-------- EXCERPTED DATA --------

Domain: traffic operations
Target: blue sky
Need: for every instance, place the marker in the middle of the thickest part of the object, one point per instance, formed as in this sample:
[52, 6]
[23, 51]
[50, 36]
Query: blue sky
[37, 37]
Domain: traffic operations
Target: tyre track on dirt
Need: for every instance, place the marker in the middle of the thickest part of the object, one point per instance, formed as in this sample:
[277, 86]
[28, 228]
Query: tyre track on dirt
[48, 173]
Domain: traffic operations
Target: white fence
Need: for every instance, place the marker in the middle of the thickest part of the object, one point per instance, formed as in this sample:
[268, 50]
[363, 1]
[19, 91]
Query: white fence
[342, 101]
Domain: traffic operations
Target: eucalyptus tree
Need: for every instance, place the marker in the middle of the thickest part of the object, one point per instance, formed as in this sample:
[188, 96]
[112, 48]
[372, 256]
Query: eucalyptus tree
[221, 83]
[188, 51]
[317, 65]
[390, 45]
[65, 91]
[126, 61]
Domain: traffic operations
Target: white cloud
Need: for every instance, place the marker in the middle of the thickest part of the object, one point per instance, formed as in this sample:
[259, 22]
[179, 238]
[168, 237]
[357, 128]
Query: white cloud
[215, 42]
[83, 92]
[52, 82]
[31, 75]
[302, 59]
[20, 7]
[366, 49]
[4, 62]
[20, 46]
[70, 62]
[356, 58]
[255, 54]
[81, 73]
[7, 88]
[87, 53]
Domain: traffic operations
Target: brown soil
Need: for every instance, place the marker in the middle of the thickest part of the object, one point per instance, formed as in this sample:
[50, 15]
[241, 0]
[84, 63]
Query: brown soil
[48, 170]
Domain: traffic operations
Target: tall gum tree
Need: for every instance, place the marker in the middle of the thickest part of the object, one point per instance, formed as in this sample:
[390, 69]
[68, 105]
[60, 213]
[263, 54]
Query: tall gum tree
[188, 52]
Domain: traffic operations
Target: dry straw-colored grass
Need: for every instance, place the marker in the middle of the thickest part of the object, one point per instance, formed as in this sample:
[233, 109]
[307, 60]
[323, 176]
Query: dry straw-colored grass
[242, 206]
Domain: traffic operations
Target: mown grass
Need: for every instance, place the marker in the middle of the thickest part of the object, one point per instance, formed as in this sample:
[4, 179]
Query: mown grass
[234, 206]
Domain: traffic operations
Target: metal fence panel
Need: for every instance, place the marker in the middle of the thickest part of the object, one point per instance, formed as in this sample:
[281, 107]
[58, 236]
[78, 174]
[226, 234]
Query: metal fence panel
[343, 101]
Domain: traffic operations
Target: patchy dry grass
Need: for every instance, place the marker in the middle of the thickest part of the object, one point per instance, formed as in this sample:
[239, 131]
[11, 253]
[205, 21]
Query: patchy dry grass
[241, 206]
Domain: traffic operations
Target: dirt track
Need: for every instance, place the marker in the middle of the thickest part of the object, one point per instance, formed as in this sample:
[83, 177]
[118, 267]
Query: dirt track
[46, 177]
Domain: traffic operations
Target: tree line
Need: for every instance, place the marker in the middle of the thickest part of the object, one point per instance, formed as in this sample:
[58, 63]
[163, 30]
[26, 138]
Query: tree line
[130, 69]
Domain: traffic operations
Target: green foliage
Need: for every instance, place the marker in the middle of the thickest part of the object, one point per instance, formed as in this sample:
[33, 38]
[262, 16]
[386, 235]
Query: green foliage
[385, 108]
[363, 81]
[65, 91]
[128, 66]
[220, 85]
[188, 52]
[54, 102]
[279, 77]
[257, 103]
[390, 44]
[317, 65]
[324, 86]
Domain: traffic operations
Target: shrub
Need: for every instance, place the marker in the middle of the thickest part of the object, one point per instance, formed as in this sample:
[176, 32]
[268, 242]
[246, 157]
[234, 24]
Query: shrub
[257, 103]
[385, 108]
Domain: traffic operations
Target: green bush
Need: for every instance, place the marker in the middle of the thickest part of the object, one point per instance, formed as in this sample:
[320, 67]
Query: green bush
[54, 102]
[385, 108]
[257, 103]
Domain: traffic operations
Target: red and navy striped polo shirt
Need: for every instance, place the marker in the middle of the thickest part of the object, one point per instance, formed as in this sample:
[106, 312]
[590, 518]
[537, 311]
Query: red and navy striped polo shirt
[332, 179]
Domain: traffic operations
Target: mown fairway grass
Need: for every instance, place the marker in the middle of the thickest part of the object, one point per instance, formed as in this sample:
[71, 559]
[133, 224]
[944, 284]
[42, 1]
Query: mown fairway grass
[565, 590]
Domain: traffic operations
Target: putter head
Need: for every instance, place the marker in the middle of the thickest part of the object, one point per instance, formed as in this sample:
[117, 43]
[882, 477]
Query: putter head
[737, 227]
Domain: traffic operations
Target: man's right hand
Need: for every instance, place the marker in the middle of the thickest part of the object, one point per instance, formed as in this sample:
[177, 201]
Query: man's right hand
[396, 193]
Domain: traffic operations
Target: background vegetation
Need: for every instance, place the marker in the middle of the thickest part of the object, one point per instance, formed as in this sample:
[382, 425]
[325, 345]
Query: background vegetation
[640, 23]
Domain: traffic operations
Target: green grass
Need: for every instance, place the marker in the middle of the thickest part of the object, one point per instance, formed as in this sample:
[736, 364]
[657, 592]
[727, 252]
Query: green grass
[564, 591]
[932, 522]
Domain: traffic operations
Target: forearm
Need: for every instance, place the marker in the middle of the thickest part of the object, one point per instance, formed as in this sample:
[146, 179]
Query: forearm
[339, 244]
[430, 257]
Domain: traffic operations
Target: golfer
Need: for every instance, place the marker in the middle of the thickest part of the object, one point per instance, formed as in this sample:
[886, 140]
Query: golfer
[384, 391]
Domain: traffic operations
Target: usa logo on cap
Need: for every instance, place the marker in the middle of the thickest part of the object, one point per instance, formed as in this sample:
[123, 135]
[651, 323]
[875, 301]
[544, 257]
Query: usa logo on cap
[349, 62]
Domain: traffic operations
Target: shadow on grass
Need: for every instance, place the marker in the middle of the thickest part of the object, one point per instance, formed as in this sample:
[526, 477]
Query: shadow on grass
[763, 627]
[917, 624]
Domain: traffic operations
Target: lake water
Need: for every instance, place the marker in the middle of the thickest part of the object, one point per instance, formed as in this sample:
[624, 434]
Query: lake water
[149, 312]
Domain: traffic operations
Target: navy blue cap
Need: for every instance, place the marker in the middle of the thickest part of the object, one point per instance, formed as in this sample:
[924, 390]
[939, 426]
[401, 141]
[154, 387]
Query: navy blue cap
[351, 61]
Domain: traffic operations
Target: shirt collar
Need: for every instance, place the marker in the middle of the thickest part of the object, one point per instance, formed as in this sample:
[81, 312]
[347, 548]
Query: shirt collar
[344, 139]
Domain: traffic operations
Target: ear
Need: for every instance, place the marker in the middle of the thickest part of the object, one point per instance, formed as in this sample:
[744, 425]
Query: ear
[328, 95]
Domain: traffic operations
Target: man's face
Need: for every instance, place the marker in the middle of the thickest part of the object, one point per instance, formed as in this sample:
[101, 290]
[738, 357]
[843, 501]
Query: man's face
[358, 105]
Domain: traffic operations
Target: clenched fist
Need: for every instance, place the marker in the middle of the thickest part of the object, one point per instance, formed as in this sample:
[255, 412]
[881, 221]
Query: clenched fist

--------

• _PROBLEM STATEMENT_:
Find every line above that contains the string "vegetation", matching case exactly, and copy each of those lines in full.

• _TASK RESPONSE_:
Target: background vegetation
Query: background vegetation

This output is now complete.